Tras pasar el control, me dirigí hacia la salida de la T4 de Madrid-Barajas con la idea de subir al segundo piso y tomar el vuelo que salía minutos después hacia Tenerife. Fue imposible. Bajé de nuevo y salí de la terminal, donde solo había taxis como medio de transporte. Como tenía tiempo de sobra hasta la hora de entrada en el alojamiento que había reservado, volví a entrar a la terminal y me dirigí a la estación de Renfe para llegar hasta Atocha, cerca de donde pasaría las dos noches antes de tomar el vuelo a Tenerife el domingo 19 de abril. El tren iba prácticamente vacío a las 8.30 de la mañana, no hubo ningún control, ni al subir en la estación de Madrid-Barajas ni al bajar en Atocha, donde desayuné en un bar abierto en la estación. Salí a buscar un taxi que me llevó cerca de la Puerta de Toledo, donde estaba el hospedaje y el propietario me recibió sin mascarilla. No hubo ni un solo control sanitario a la llegada al aeropuerto ni en las estaciones de tren ni en ningún lado.

□ □ □

TAREA => Escribe la continuación del relato de la llegada a Madrid a partir de su última frase. Los registros proceden de una fuente distinta.

□ □ □

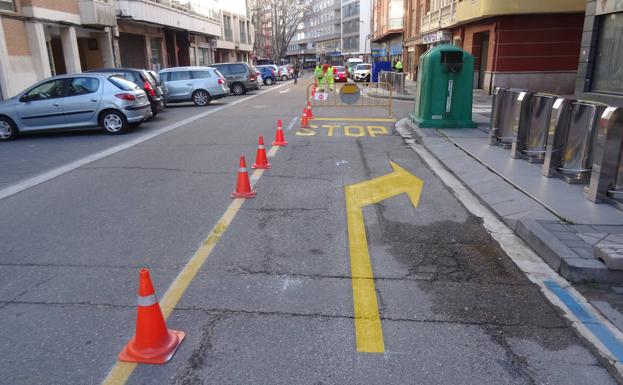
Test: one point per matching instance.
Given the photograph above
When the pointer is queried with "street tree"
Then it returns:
(283, 18)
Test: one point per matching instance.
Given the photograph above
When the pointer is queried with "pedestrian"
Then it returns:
(398, 66)
(330, 76)
(295, 71)
(318, 75)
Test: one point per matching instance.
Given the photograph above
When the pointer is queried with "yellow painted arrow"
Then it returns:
(367, 320)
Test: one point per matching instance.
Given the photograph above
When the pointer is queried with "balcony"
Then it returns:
(98, 12)
(477, 9)
(228, 34)
(395, 23)
(440, 18)
(189, 15)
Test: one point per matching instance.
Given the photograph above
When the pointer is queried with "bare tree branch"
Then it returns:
(284, 18)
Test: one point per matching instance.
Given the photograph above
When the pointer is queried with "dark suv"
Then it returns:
(142, 79)
(240, 77)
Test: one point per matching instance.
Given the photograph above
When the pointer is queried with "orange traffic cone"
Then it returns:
(243, 186)
(304, 122)
(280, 140)
(260, 159)
(153, 343)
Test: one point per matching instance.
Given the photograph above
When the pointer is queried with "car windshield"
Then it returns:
(122, 83)
(219, 74)
(154, 77)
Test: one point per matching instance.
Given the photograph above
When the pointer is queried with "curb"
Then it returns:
(596, 329)
(527, 224)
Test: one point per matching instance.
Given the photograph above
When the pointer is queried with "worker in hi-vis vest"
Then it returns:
(330, 77)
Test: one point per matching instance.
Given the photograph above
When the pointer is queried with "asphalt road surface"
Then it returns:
(274, 297)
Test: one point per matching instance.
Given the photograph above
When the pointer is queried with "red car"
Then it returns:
(341, 74)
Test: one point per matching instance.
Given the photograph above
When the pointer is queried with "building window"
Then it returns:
(608, 71)
(7, 5)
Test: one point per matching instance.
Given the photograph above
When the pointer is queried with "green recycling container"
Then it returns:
(443, 97)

□ □ □

RESULTADO DEL EJERCICIO =>
El domingo 19 salí en taxi tan temprano hacia el aeropuerto que al llegar no había ni policías, poco antes de las siete de la mañana. No hubo control sanitario de ningún tipo hasta llegar a la puerta de embarque ni ninguna autoridad me preguntó por qué estaba tomando el vuelo a Tenerife (se sabe que hay una serie de condiciones para viajar). Lo único destacable fue la llegada de una pareja de la Guardia Civil que preguntó a tres hombres sentados a mi izquierda en la sala de embarque, que justificaron su viaje porque “somos trabajadores de Mercadona; nuestro trabajo es ir por todos los territorios” y mostraron unos papeles. Como ya había empezado el embarque, me levanté y me fui hacia el avión, donde todos los pasajeros íbamos con mascarilla y había casi dos tercios de asientos libres.

Finalmente, al llegar a Los Rodeos, desembarcamos por el finger e hicimos una cola con distancia suficiente hasta la puerta de entrada a la terminal, donde esperaban tres guardias civiles y un sanitario que nos tomaba la temperatura. Una vez pasado el trámite, la gente se dividía entre los que salían directamente con su equipaje de mano y los que esperábamos las maletas en la cinta, pero una vez recibida pudimos salir tranquilamente, algunos tomar un taxi y llegar a nuestras respectivas casas.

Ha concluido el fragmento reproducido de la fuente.